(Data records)
━━━
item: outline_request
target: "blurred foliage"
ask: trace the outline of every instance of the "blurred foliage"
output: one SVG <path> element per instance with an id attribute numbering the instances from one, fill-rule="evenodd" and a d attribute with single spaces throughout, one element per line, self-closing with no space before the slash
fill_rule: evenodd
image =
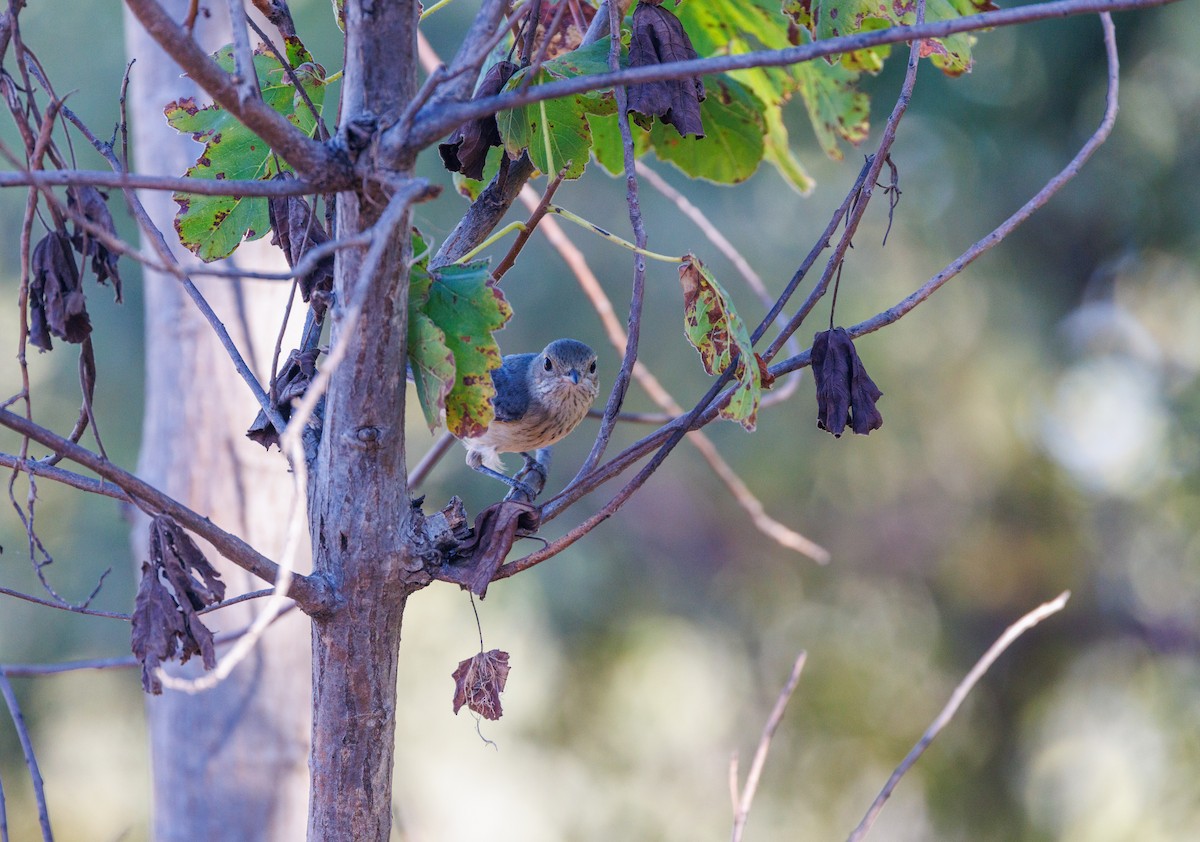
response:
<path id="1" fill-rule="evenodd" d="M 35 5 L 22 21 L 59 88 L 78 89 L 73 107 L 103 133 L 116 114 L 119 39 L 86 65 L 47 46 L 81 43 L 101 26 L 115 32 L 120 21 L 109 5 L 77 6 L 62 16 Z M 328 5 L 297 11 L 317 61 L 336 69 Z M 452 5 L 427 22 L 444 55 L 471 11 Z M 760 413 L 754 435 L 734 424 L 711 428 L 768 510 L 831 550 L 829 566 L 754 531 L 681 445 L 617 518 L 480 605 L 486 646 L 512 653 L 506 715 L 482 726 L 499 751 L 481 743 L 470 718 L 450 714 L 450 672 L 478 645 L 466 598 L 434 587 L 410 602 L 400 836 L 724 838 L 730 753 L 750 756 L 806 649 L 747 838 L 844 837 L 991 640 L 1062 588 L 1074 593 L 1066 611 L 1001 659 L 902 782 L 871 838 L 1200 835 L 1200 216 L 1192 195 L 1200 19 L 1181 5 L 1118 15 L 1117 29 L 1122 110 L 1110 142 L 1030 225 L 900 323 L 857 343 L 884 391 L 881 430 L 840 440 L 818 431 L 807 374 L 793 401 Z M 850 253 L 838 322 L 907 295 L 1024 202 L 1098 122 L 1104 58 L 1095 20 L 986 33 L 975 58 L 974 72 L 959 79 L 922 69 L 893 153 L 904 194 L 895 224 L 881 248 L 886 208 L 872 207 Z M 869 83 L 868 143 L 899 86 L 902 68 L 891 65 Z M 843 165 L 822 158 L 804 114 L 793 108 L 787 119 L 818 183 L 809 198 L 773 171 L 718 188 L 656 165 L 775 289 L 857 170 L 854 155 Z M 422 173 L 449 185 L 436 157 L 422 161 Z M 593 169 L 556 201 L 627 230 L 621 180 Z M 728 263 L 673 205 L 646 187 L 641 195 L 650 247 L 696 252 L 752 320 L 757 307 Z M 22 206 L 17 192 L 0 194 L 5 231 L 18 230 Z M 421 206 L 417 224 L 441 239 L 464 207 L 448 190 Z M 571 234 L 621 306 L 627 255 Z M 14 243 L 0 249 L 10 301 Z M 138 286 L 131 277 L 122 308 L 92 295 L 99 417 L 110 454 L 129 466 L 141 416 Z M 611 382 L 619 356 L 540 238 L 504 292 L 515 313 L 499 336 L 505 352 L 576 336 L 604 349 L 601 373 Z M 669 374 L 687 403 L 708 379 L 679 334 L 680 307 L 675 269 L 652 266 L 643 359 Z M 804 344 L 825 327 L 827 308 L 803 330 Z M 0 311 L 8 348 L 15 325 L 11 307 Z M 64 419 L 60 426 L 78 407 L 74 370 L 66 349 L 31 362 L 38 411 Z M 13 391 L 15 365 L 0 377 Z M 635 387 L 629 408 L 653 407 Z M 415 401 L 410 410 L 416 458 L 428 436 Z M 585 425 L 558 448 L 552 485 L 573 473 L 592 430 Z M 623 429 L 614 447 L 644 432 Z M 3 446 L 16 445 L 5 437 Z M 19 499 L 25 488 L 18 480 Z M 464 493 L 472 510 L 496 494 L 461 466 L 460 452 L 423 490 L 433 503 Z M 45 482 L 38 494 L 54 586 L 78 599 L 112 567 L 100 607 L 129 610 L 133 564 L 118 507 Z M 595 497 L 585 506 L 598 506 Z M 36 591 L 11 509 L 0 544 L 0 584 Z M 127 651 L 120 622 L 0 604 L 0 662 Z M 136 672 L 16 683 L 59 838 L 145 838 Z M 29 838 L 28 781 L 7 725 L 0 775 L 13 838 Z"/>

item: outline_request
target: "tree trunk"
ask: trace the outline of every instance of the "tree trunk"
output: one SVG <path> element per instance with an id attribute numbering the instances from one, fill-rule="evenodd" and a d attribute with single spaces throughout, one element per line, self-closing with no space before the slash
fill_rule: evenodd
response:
━━━
Restate the data word for word and exclude every picture.

item: outline_request
target: "blurred foliage"
ask: trace the outline of every instance of the "blurred foliage"
output: one SVG <path> element per instance with an id attribute numbering the instances from one, fill-rule="evenodd" and a d attribute with single spaces throughout, one element per line, self-closing with no space before the slash
fill_rule: evenodd
image =
response:
<path id="1" fill-rule="evenodd" d="M 35 5 L 22 21 L 59 88 L 78 89 L 73 107 L 103 133 L 116 114 L 119 39 L 86 65 L 47 46 L 81 43 L 101 26 L 115 32 L 120 21 L 109 5 L 77 6 L 62 16 Z M 328 5 L 297 11 L 317 61 L 336 69 Z M 452 5 L 427 22 L 444 55 L 471 11 Z M 760 413 L 754 435 L 734 424 L 711 428 L 768 510 L 831 550 L 829 566 L 754 531 L 681 445 L 617 518 L 480 605 L 486 646 L 512 653 L 506 715 L 482 726 L 499 751 L 481 743 L 470 718 L 450 714 L 450 672 L 478 645 L 466 598 L 434 587 L 410 602 L 400 836 L 724 838 L 730 753 L 750 756 L 806 649 L 747 838 L 844 837 L 991 640 L 1062 588 L 1074 593 L 1066 611 L 1001 659 L 902 782 L 871 838 L 1200 835 L 1200 216 L 1192 195 L 1200 19 L 1181 5 L 1118 15 L 1117 29 L 1122 110 L 1110 142 L 1030 225 L 900 323 L 857 343 L 884 391 L 881 430 L 840 440 L 818 431 L 807 374 L 793 401 Z M 850 253 L 838 322 L 907 295 L 1024 202 L 1098 122 L 1104 58 L 1095 20 L 986 33 L 975 58 L 974 72 L 959 79 L 922 69 L 893 153 L 904 194 L 895 224 L 881 248 L 886 208 L 872 207 Z M 869 83 L 868 143 L 899 86 L 902 68 L 891 65 Z M 843 165 L 822 158 L 804 114 L 793 108 L 787 119 L 818 183 L 809 198 L 773 171 L 718 188 L 656 165 L 775 289 L 857 170 L 854 155 Z M 422 173 L 449 185 L 436 157 L 422 161 Z M 593 169 L 556 201 L 627 230 L 621 180 Z M 728 263 L 673 205 L 646 187 L 641 195 L 650 247 L 696 252 L 752 320 L 757 307 Z M 22 206 L 17 192 L 0 194 L 5 231 L 18 230 Z M 421 206 L 417 224 L 441 239 L 464 207 L 448 190 Z M 571 234 L 621 306 L 627 255 Z M 14 243 L 0 249 L 10 301 Z M 138 286 L 131 277 L 122 308 L 92 295 L 99 417 L 110 454 L 129 466 L 141 416 Z M 611 382 L 619 356 L 540 238 L 504 292 L 515 313 L 499 336 L 505 352 L 576 336 L 604 349 L 601 373 Z M 669 374 L 687 403 L 708 379 L 679 334 L 680 307 L 675 269 L 652 266 L 643 359 Z M 804 344 L 825 327 L 827 308 L 803 330 Z M 0 311 L 8 348 L 15 325 L 11 307 Z M 64 419 L 60 426 L 78 407 L 74 370 L 66 349 L 31 362 L 38 411 Z M 13 391 L 15 365 L 0 377 Z M 635 387 L 629 408 L 653 407 Z M 415 401 L 410 410 L 416 458 L 428 436 Z M 585 425 L 558 448 L 552 485 L 573 473 L 592 430 Z M 623 429 L 614 447 L 644 432 Z M 3 446 L 16 445 L 5 437 Z M 19 499 L 25 488 L 18 480 Z M 464 493 L 472 510 L 496 494 L 461 466 L 460 452 L 423 490 L 433 503 Z M 45 482 L 38 494 L 54 586 L 78 599 L 112 567 L 100 607 L 129 610 L 133 564 L 118 507 Z M 595 497 L 585 506 L 598 506 Z M 36 591 L 11 509 L 0 544 L 0 584 Z M 127 651 L 120 622 L 0 604 L 0 662 Z M 136 672 L 16 683 L 59 838 L 145 838 Z M 29 838 L 28 781 L 7 725 L 0 775 L 13 838 Z"/>

item: outline_request
target: "tree trunk"
ask: trace the outline of every instance of the "tree trunk"
output: one SVG <path> element per instance with an id attribute numbering the instances from one, fill-rule="evenodd" and a d attribute with single spaces throughout, one element per line, self-closing with no space before the slash
fill_rule: evenodd
response:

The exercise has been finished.